The tasks ->
[1] In the climate post, shorten the paragraph that begins "By the time I'd finished my seventh post" and keep its main facts.
[2] Carry the climate post forward, starting right after its last sentence.

Page text ->
Spoiler alert: there's a nasty guy with a knife hiding behind the shower curtain waiting to stab the pretty, clueless young girl to a horrible, bloody end. All of us except for the girl know he's there.
Okay, Jon Lovitz isn't a horror villain but you get the idea anyway, I trust.
And wrong movie!
This is a movie we're all in together, and the nasty guy with the knife that we know is there is climate change, and his collection of knives is on display in depressing detail in the infographic below.
A series of serieseses
By the time I'd finished my seventh post (see the full list at the end of this post) on the negotiations underway at the 24th "Conference of the Parties" (COP24), I was well and truly convinced that the only global leaders who'd shown up were either under the age of 18 (Greta Thunberg and Majka Mulak, who you can read more about in the second and fourth posts, respectively, in that series of seven) or over the age of 90 (David Attenborough - see the first post in that series for his clarion call to action).

Supplied data ->
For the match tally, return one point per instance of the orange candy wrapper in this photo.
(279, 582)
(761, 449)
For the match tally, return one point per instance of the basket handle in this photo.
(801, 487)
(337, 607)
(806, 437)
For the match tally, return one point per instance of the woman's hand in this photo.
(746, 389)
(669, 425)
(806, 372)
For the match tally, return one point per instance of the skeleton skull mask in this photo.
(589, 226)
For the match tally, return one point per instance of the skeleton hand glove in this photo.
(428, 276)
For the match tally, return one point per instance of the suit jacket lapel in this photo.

==

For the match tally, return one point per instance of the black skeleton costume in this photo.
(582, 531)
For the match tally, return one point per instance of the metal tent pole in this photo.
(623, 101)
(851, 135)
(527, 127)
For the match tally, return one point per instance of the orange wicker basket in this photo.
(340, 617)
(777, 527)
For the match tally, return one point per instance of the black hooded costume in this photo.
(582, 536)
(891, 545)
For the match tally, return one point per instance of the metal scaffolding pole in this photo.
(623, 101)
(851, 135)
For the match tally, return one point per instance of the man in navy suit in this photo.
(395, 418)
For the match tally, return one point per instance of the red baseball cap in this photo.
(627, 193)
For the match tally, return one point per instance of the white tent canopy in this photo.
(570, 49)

Responses to the exercise ->
[1] After seven posts on the COP24 negotiations, the writer was convinced that the only global leaders who'd shown up were under 18 or over 90. The under-18s were Greta Thunberg (second post) and Majka Mulak (fourth post). The over-90 was David Attenborough (first post), who gave a clarion call to action.

[2]
The conference finished with cries of success - of course it did. What else were they going to say? I'm still not ready to do a closeout post on COP24 because I'm deeply unconvinced that real progress towards a 1.5°C temperature rise above pre-industrial levels remains attainable, because so much of the world plans to continue with Business as Usual.
Let's not get ahead of ourselves - what did the Year in Review have to say?
Ah, yes, while procrastinating on finishing the series on COP24 I started another series of extracts (after writing a post on procrastination!), presenting selected extracts of the World Bank's recently released Year in Review: 2018 in 14 Charts.
Its headline take on climate change this year shows an interesting and rather frightening link to yesterday's post. Remember the number of people forcibly displaced globally by the end of 2017? 68.5 million. You think that's a lot of people? Did you read the infographic at the beginning of this post? They're projecting that as many as 143 million people may become internally displaced just in Sub-Saharan Africa, South Asia and Latin America by 2050 if the world doesn't switch to the 1.5°C trajectory rather than the 2°C+ trajectory we're on at the moment.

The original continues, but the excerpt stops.